## ÜBUNGSTEXT:

Aber die Zeiten ändern sich; Kapitalismuskritik ist durch die Finanzkrise salonfähig geworden. Schirrmachers Eröffnungsstatement über diese bemerkenswerte Debattentektonik quittiert Gauweiler mit einer hübschen Sottise über die Begegnung des großen Vorsitzenden Franz Josef Strauß mit Deng Xiaoping, während Wagenknecht in ostentativer Humorlosigkeit keine Miene verzieht. Die Sache ist zu ernst, um Witzchen darüber zu reißen, will sie ihrem Publikum offenbar signalisieren.
Als die 42-Jährige wenig später Merkels Spardiktat mit Brünings Notverordnungspolitik vergleicht, wird Peter Gauweiler ihr nicht widersprechen. Das gemeinsame Entsetzen über die Auswüchse der globalen Finanzindustrie wiegt schwerer als mögliche Differenzen in den Details. Sahra Wagenknecht, so will es scheinen, ist auf dem besten Weg in die Mitte der Gesellschaft – beziehungsweise die Mitte zu ihr. Ihre strengen, seltsam unmodisch-biederen Kostüme trägt sie zwar weiterhin wie ein Markenzeichen zur Schau, aber darüber mokiert sich inzwischen kaum noch jemand.
[gallery:Oskar Lafontaine: Das Ende eines Instinktpolitikers]
Dass die „schöne Kommunistin“, wie der Boulevard sie immer mal wieder gerne nennt, privat ohnehin einen ganz anderen Kleidungsstil bevorzugt, wissen jetzt sogar die Saarländer: Im Dezember veröffentlichte die Regionalausgabe der Bild-Zeitung einen Schnappschuss, auf dem Sahra Wagenknecht in Jeans und rotem Anorak gut gelaunt an der Seite ihres neuen Lebensgefährten die Saarbrücker Kaufhof-Filiale verlässt; Oskar Lafontaine –grauer Mantel, schwarzes Sakko – trägt eine soeben erstandene Bettdecke in der Hand.
Unlängst haben die beiden gemeinsam ein Haus im winzigen Örtchen Silwingen bei Merzig bezogen, in Sichtweite der deutsch-französischen Grenze. Von der großen Terrasse aus eröffnet sich der Blick auf den hügeligen Saargau; die liebliche Landschaft im Südwesten der Republik gefalle ihr ausgesprochen gut, sagt die gebürtige Jenaerin: „zauberhaft“. Ansonsten schweigt sie sich über ihre neuen Lebensumstände lieber aus.

## ANGEZEIGTE DATEN:
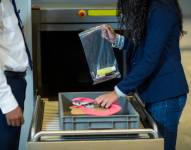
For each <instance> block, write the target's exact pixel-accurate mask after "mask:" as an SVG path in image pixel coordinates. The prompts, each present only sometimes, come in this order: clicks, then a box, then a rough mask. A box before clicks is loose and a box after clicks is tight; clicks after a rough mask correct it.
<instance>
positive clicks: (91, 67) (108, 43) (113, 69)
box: [79, 26, 121, 84]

## ARBEITSAUFTRAG 1:
In welchen Ort sind Sahra Wagenknecht und Oskar Lafontaine laut dem Übungstext gemeinsam gezogen?
## ARBEITSAUFTRAG 2:
Schreib den Text über Sahra Wagenknecht im Anschluss an seinen letzten Satz weiter.

## ANTWORT 1:
Nach Silwingen bei Merzig, in Sichtweite der deutsch-französischen Grenze.

## ANTWORT 2:
Gerüchte gab es schon lange vor jenem Parteitag im November des vergangenen Jahres, als Lafontaine am Ende einer Rede verkündete, „eng mit Sahra befreundet“ zu sein. Für seinen Rückzug aus der Berliner Politik im Jahr 2009 dürfte nicht nur eine damalige Krebserkrankung der Grund gewesen sein, sondern auch diese „enge Freundschaft“ und das damit verbundene familiäre Ungemach.
Seite 2: Es wird familiärer im Betrieb der Linkspartei...
Christa Müller, Lafontaines Ehefrau (und bis 2011 familienpolitische Sprecherin der Saar-Linken), hat sich dazu öffentlich nie geäußert. In der Linkspartei wird das Thema ohnehin weitläufig umschifft, seit Dietmar Bartsch unterstellt wurde, dieser habe beim Spiegel über die Liaison getratscht – und daraufhin im Mai 2010 seinen Job als Bundesgeschäftsführer verloren. Vermintes Terrain.
Politisch macht das die Sache für die ohnehin gebeutelte Linke nicht gerade einfacher. Anfang Juni wählt die Partei in Göttingen einen neuen Vorstand; der Doppelspitze muss mindestens eine Frau angehören, erwünscht ist außerdem eine paritätische Ost-West-Quote.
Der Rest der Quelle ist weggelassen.